▶ Usando as informações:
1. Transforme em lista o parágrafo do texto sobre emancipação que começa com "Retiro o título", mantendo os fatos principais.
2. Resuma em duas frases o texto sobre emancipação.

▶ Texto do exercício:
======
Confira abaixo o artigo Emancipação Humana, escrito pelo médico psiquiatra Bruno Mendonça Costa.

Retiro o título do texto de K. Marx (Manuscritos Econômico-filosóficos – Ed. Martin Claret, 2.001). Vejamos, de início, indo aos dicionários, o que se pode compreender como “emancipação”. É “a ação de ser ou se tornar independente, livre. Aplica-se em muitas situações: emancipação de menor, da mulher, política, luta por direitos políticos, por igualdade, direitos de cidadania”. De especial interesse é a emancipação política. Ela tanto pode ser individual como coletiva. No último caso, por exemplo, a emancipação de um país, da região de um país, de um distrito para tornar-se um município. Karl Marx publicou um ensaio em 1.844 a respeito da “emancipação política” dos judeus na Alemanha da época, que teve o título de “a questão judaica”. Em síntese para ele “a emancipação política do judeu ou do cristão estava relacionada a uma emancipação do Estado com relação ao Judaísmo, ao Cristianismo ou a emancipação do Estado com relação a qualquer religião”. Importante também a emancipação que diz respeito às mulheres: a igualdade de gêneros, os direitos iguais para homens e mulheres, o direito ao voto.
======
[Dados de expressões referenciais]
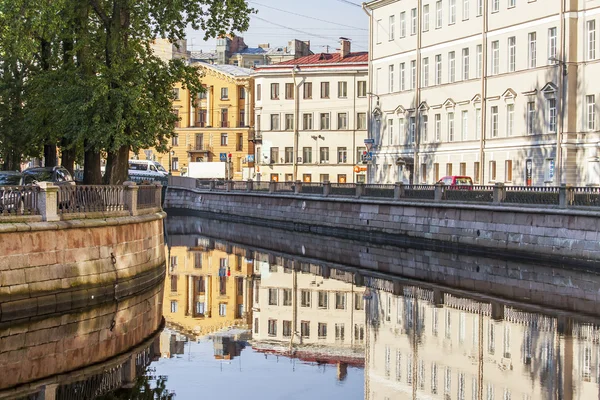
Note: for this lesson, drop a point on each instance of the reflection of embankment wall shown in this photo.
(57, 344)
(538, 284)
(525, 232)
(48, 267)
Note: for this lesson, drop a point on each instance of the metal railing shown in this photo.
(149, 196)
(92, 198)
(19, 200)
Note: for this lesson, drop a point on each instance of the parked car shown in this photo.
(457, 182)
(56, 175)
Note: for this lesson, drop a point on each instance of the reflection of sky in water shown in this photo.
(196, 374)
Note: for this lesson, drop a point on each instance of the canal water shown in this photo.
(246, 315)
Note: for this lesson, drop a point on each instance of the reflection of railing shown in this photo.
(90, 198)
(19, 200)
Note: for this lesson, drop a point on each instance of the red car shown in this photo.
(458, 182)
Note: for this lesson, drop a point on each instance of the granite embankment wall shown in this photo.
(535, 233)
(48, 267)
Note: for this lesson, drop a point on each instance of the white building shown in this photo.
(477, 88)
(311, 117)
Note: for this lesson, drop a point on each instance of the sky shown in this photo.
(322, 22)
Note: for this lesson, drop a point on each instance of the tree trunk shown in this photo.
(117, 166)
(92, 175)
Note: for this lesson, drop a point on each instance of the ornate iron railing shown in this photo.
(92, 198)
(19, 200)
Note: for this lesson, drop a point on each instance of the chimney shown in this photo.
(344, 47)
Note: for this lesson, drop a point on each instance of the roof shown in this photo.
(329, 58)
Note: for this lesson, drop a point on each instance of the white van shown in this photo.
(146, 167)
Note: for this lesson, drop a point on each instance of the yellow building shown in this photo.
(216, 123)
(208, 288)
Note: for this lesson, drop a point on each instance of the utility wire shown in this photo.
(305, 16)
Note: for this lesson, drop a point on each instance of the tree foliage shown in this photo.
(81, 74)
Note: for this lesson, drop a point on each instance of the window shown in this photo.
(530, 117)
(438, 127)
(402, 87)
(307, 155)
(464, 125)
(512, 53)
(361, 121)
(451, 12)
(322, 330)
(425, 72)
(439, 14)
(532, 50)
(342, 155)
(305, 329)
(324, 90)
(492, 171)
(274, 91)
(438, 69)
(289, 155)
(342, 89)
(324, 155)
(411, 130)
(402, 24)
(552, 46)
(324, 121)
(591, 112)
(274, 122)
(495, 57)
(466, 64)
(478, 60)
(508, 171)
(494, 121)
(451, 127)
(361, 88)
(322, 299)
(510, 119)
(307, 122)
(272, 327)
(451, 67)
(551, 115)
(289, 122)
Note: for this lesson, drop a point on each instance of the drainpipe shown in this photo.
(370, 88)
(296, 107)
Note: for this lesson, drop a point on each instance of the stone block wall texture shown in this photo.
(47, 267)
(62, 343)
(548, 233)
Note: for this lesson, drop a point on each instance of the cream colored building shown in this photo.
(457, 350)
(485, 89)
(311, 117)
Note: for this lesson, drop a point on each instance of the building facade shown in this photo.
(311, 118)
(216, 123)
(485, 89)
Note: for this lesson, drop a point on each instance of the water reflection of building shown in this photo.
(208, 288)
(317, 317)
(428, 344)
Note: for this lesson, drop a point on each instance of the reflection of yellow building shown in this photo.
(207, 289)
(217, 122)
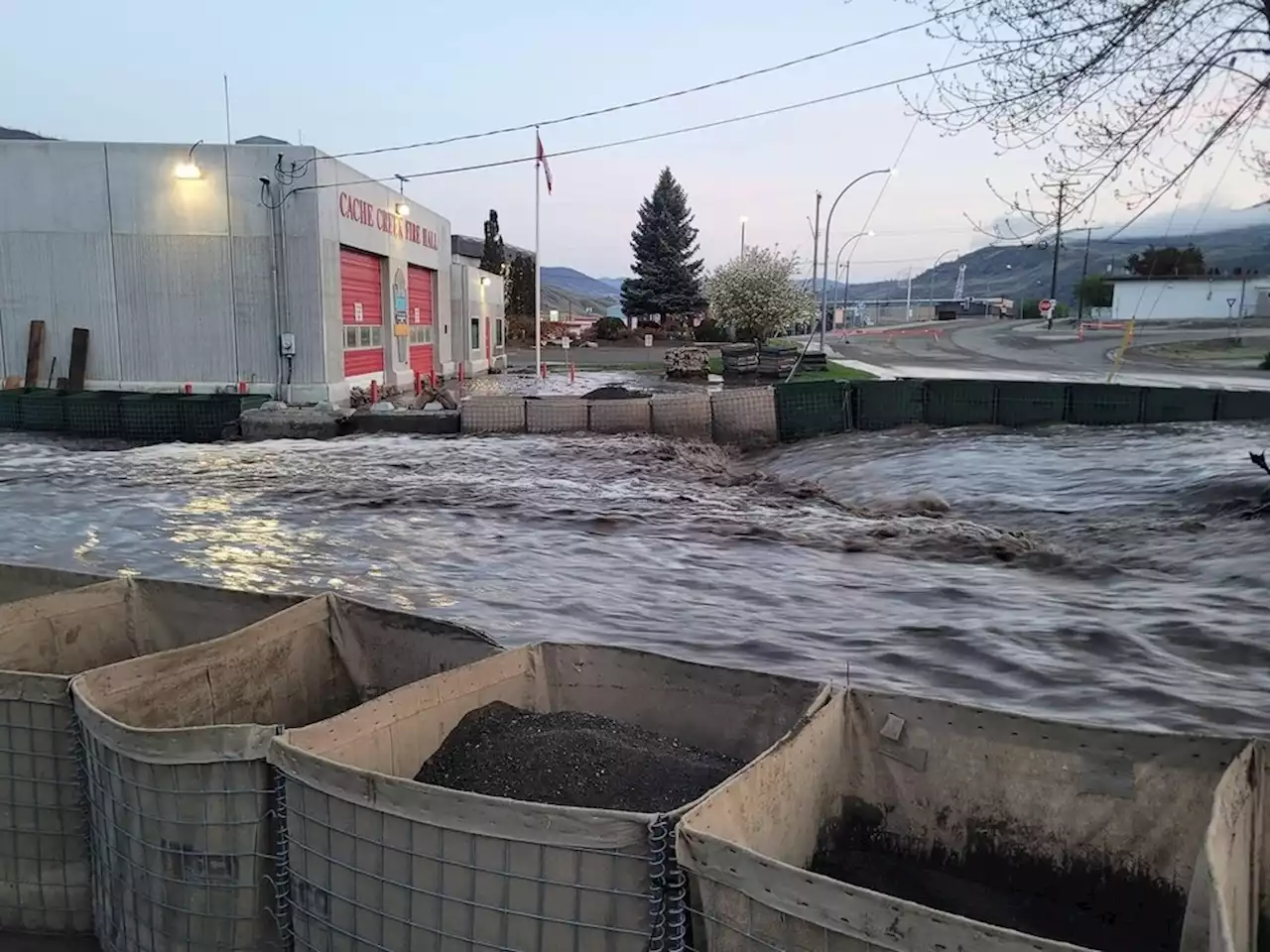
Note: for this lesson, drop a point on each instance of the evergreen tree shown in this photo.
(518, 290)
(493, 257)
(667, 268)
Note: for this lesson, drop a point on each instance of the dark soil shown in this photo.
(572, 760)
(1083, 902)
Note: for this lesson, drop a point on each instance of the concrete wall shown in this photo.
(172, 277)
(1161, 299)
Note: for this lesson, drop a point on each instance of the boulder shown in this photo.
(688, 362)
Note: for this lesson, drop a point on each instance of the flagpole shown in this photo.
(538, 259)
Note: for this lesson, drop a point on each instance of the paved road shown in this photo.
(1012, 350)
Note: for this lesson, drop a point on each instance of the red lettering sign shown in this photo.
(389, 222)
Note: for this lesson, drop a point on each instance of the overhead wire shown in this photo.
(666, 134)
(289, 177)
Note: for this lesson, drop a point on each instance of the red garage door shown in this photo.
(421, 294)
(361, 281)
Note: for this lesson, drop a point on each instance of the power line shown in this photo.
(663, 96)
(667, 134)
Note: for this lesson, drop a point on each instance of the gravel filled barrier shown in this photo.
(380, 861)
(45, 864)
(890, 821)
(187, 819)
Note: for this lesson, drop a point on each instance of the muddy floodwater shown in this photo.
(1118, 576)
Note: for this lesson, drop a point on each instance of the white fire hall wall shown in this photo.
======
▶ Respostas do exercício:
1.
- O título vem de um texto de K. Marx (Manuscritos Econômico-filosóficos, Ed. Martin Claret, 2.001).
- Nos dicionários, emancipação é a ação de ser ou se tornar independente, livre. O termo se aplica a muitas situações: emancipação de menor, da mulher, política e luta por direitos.
- A emancipação política, de especial interesse, pode ser individual ou coletiva. Um caso coletivo é a emancipação de um país, de uma região ou de um distrito que se torna município.
- Em 1.844, Marx publicou o ensaio "a questão judaica", sobre a emancipação política dos judeus na Alemanha. Para ele, essa emancipação estava relacionada à emancipação do Estado com relação a qualquer religião.
- Também é importante a emancipação das mulheres: igualdade de gêneros, direitos iguais para homens e mulheres e direito ao voto.

2. O artigo Emancipação Humana, do médico psiquiatra Bruno Mendonça Costa, toma o título de um texto de Marx e define emancipação como a ação de ser ou se tornar independente, livre. Nele se destacam a emancipação política, que pode ser individual ou coletiva e que Marx ligou, em ensaio de 1.844, à emancipação do Estado com relação à religião, e a emancipação das mulheres, com igualdade de gêneros e direito ao voto.